> Textausschnitt
Weil in diesem Zusammenhang die Mutter des Münchners bedroht wurde, erstattete sie Anzeige. Über verschiedene Überwachungsmaßnahmen stießen die Münchner Ermittler dann auf einen 39-Jährigen aus Bremen, der sein betrügerisches Geschäft von Istanbul nach Beirut verlegt hatte.

"Wir sind immer davon ausgegangen, dass die Banden nur in der Türkei operieren, und wir hatten schon befürchtet, dass in Libanon unsere Ermittlungen enden", gab Schelshorn zu. Aber dem war keineswegs so: Die Kollegen in Beirut erwiesen sich als sehr kooperativ.

Sieben der neun Verhafteten befinden sich noch in Untersuchungshaft, zwei musste die libanesische Polizei wieder laufen lassen. Unter den Festgenommenen befinden sich zwei deutsche Staatsangehörige, der bereits erwähnte 39-Jährige sowie ein 21-Jähriger. Auslieferungsersuchen sind in Arbeit, wie Gräber sagte, allerdings haben die Verfahren in Libanon Vorrang. Das gilt auch für die Auswertung der sichergestellten Beweismittel.

> Daten zur Punktverortung in Bildern
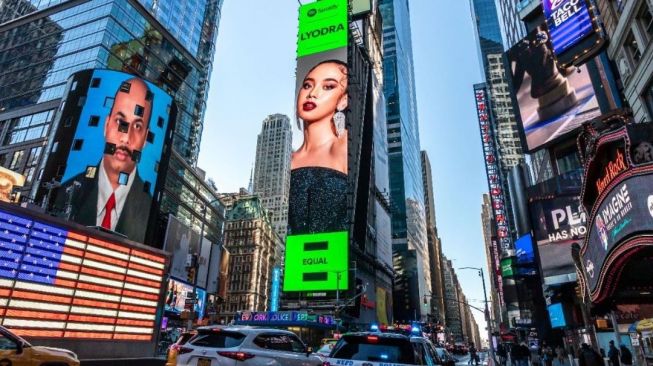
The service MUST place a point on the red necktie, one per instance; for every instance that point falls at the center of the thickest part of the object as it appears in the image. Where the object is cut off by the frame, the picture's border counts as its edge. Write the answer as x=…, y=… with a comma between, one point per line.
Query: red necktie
x=111, y=204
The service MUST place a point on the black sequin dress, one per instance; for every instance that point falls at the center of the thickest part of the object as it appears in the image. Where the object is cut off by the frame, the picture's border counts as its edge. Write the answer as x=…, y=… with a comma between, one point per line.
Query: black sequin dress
x=318, y=201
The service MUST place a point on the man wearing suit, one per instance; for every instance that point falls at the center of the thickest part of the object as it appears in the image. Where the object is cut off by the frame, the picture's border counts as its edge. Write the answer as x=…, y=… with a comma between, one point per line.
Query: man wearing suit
x=113, y=195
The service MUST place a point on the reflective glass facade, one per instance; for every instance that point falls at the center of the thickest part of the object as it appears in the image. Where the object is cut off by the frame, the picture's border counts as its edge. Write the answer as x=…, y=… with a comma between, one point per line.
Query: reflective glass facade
x=488, y=29
x=405, y=169
x=39, y=52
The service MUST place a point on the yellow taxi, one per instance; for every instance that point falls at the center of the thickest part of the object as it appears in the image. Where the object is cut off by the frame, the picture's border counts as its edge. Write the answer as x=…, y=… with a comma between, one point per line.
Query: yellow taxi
x=15, y=351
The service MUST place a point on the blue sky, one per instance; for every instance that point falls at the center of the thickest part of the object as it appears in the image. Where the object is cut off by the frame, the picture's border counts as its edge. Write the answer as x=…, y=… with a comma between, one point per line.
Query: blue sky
x=254, y=76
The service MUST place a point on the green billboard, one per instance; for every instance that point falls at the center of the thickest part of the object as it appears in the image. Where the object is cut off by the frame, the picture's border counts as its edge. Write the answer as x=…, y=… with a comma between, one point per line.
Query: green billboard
x=317, y=262
x=322, y=27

> Aufgabenstellung
A. Wie viele der Verhafteten befinden sich laut dem Textausschnitt über die Ermittlungen in Libanon noch in Untersuchungshaft?
B. Setzen Sie den Textausschnitt über die Ermittlungen gegen die Betrügerbande in Libanon im selben Stil fort.

> Antworten nacheinander
A. Sieben der neun Verhafteten.

B.
In der Landeshauptstadt können sie deshalb noch gar nicht sagen, wie viele Münchnerinnen und Münchner von der Beiruter Bande geschädigt worden sind. Wie Hans-Peter Chloupek, der Leiter der AG Phänomene, berichtete, haben die Kriminellen deutschlandweit Opfer gefunden; aus Bayern sind derzeit eine Handvoll bekannt.

Wie Oberstaatsanwalt Kai Gräber bilanzierte, war Beirut bereits das achte Callcenter, das die Münchner Spezialisten seit 2015 zerschlagen haben. Zunächst waren es Kriminelle aus Polen, die mit dem sogenannten Enkeltrick vorgegangen waren; später operierten Gruppen aus der Türkei mit der Masche der falschen Polizeibeamten.

Seit diesem Jahr setzen die Verbrecher verstärkt auf sogenannte Schockanrufe, um ihren Opfern teils beträchtliche Summen abzuschwatzen. In jüngster Zeit geben sie sich sogar als falsche Staatsanwälte aus, wie die echte Münchner Staatsanwaltschaft erst in dieser Woche warnte.

Weil nicht mit einem Ende der Callcenter-Betrügereien zu rechnen ist, ist die 2017 ins Leben gerufene AG Phänomene aufgewertet worden. "Die AG war seinerzeit ja eher aus der Not geboren", sagte Chloupek, "jetzt wird sie in ein eigenes Kommissariat überführt." Seit Dienstag firmieren Chloupek und seine aktuell 26 Beamten starke Expertengruppe als Kommissariat 61, kurz K61.